Please copy the records from the start through the line containing "770 L 195 762", changing "small" to "tiny" and leaving all else unchanged.

[Contour labeling entries]
━━━━━━━━━━━━━━━━━━━━
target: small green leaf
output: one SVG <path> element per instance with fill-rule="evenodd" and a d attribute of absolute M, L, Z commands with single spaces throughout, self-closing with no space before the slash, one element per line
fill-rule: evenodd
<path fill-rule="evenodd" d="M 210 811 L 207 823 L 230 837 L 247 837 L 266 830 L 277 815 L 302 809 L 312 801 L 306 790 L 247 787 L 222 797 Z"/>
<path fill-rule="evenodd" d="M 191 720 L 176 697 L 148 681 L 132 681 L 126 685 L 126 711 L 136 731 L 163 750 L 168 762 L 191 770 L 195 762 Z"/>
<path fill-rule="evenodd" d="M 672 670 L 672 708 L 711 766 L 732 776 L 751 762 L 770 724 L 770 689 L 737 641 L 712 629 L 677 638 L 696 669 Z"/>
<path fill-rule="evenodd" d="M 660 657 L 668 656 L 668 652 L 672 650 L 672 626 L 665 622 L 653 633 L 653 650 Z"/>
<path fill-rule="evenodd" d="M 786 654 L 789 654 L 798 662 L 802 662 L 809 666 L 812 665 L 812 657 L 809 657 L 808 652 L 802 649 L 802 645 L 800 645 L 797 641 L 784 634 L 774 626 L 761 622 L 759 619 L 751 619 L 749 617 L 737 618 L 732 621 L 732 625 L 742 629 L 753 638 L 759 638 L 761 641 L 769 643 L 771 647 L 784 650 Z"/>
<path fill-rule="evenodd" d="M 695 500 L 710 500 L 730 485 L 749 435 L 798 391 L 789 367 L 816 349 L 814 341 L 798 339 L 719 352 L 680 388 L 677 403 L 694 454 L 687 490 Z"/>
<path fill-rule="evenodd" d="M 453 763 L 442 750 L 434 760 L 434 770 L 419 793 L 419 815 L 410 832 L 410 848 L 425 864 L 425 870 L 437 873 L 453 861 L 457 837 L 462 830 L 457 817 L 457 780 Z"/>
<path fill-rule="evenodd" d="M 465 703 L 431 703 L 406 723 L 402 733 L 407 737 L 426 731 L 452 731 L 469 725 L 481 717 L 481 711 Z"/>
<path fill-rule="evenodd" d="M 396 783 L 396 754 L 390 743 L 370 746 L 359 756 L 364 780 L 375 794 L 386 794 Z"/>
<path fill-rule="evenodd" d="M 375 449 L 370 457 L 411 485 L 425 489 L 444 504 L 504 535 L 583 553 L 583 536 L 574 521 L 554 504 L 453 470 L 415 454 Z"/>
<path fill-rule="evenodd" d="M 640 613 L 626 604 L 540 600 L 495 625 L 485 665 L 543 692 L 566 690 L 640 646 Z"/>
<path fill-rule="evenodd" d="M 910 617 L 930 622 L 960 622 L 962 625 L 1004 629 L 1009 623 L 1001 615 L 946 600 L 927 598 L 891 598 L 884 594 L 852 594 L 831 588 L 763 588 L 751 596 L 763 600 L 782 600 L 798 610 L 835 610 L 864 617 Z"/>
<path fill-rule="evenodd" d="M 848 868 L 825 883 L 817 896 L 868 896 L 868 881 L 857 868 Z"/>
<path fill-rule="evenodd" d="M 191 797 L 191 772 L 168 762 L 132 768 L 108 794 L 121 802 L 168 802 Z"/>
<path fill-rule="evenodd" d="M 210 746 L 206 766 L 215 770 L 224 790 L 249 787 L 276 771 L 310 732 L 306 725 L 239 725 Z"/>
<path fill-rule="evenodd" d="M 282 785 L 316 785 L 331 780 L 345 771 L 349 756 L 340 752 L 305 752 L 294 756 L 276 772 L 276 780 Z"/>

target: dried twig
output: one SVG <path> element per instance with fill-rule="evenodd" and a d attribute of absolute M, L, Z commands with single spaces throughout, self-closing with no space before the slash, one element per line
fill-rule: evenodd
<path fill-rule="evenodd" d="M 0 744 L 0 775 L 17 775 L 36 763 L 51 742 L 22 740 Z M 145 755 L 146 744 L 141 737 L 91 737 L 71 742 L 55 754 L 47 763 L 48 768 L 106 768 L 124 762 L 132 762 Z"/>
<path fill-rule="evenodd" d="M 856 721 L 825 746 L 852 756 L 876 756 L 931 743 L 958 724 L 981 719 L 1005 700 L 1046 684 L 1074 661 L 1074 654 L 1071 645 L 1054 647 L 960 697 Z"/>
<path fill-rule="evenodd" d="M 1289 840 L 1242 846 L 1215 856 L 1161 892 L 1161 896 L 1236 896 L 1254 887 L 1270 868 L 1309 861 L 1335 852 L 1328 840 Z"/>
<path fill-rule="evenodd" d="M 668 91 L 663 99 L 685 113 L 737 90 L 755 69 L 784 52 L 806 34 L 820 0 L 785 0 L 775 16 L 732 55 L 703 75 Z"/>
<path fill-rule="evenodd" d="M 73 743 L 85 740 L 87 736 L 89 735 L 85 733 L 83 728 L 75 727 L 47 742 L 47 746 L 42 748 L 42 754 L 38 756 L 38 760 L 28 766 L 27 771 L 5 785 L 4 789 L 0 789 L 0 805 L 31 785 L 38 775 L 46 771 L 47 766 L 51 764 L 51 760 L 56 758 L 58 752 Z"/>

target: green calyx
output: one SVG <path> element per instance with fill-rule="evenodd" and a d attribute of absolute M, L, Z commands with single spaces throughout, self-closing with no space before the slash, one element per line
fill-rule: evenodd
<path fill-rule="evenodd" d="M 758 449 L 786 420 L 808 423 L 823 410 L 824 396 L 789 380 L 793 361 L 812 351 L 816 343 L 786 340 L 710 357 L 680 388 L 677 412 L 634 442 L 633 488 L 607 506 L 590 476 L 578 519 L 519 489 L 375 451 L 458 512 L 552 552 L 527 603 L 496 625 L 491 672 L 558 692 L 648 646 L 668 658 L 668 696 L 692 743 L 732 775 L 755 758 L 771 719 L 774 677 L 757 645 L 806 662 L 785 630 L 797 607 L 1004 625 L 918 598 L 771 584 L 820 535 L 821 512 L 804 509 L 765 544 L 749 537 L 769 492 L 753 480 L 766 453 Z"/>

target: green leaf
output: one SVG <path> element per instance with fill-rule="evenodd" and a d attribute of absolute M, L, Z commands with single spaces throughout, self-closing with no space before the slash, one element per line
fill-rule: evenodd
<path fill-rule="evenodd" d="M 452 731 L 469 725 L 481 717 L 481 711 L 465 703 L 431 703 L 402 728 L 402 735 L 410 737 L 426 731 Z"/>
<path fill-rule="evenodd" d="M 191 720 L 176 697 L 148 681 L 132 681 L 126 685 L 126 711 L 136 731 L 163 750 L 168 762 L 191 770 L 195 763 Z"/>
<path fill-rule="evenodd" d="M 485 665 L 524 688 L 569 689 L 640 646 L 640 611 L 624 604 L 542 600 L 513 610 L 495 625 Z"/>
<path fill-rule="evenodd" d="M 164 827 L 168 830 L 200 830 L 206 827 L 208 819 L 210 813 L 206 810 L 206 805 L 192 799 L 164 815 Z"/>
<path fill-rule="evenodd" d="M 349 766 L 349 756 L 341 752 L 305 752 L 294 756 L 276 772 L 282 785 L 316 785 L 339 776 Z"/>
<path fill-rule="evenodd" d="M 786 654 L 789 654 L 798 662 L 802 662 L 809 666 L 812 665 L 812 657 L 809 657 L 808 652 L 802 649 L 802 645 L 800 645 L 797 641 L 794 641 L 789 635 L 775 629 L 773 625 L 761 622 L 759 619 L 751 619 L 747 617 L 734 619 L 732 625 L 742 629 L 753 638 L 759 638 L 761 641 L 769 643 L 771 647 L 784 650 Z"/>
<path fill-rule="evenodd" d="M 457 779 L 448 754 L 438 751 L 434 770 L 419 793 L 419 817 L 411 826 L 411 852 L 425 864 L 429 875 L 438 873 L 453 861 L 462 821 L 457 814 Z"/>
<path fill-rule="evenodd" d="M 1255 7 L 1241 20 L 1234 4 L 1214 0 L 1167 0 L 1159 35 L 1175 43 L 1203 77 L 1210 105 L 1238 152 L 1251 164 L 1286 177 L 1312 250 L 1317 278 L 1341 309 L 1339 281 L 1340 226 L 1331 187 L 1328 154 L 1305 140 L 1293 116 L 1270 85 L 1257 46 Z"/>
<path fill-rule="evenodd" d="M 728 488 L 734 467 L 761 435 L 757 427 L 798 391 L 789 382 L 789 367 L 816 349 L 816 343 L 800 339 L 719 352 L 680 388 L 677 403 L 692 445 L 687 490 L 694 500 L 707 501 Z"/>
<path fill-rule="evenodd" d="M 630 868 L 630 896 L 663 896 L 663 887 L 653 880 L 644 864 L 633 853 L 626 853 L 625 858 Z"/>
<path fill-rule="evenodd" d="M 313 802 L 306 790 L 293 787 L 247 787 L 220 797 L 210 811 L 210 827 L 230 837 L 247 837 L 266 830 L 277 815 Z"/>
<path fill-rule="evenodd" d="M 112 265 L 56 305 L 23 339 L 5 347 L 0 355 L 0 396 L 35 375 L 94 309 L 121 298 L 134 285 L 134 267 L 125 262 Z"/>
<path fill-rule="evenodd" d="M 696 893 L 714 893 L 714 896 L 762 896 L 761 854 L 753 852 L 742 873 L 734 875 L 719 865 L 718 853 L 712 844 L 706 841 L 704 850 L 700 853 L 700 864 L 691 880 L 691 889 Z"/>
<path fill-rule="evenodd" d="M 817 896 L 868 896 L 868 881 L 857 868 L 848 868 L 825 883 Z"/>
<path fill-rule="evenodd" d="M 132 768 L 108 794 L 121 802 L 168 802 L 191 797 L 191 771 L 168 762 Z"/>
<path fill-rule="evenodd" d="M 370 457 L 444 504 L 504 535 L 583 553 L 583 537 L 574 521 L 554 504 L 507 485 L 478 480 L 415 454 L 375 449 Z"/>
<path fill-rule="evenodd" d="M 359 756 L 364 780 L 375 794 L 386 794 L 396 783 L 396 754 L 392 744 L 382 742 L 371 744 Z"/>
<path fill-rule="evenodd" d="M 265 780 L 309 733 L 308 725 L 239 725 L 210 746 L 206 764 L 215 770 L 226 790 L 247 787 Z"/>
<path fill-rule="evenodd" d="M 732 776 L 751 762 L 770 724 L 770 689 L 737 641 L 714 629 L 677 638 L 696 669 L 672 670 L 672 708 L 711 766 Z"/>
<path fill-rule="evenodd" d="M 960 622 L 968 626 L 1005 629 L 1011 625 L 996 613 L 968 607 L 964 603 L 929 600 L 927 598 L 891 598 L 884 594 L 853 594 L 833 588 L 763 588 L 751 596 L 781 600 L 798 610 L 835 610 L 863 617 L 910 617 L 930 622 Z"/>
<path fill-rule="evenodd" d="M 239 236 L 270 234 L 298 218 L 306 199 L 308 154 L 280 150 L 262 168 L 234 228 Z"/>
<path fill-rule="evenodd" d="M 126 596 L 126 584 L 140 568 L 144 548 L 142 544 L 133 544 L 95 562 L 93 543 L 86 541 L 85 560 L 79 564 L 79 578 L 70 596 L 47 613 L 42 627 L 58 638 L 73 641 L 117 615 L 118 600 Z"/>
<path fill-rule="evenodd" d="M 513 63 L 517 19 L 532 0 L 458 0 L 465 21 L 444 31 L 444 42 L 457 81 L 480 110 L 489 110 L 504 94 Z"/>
━━━━━━━━━━━━━━━━━━━━
**CORRECT ANSWER**
target: tiny green leaf
output: one SVG <path> element per instance with fill-rule="evenodd" and a d attribute of absolute M, L, Z commands with single spaces throughout, self-closing with no space before the slash, one element per line
fill-rule: evenodd
<path fill-rule="evenodd" d="M 210 811 L 207 823 L 230 837 L 247 837 L 266 830 L 277 815 L 302 809 L 312 801 L 306 790 L 247 787 L 222 797 Z"/>
<path fill-rule="evenodd" d="M 191 720 L 176 697 L 148 681 L 132 681 L 126 685 L 126 711 L 136 731 L 163 750 L 168 762 L 191 770 L 195 762 Z"/>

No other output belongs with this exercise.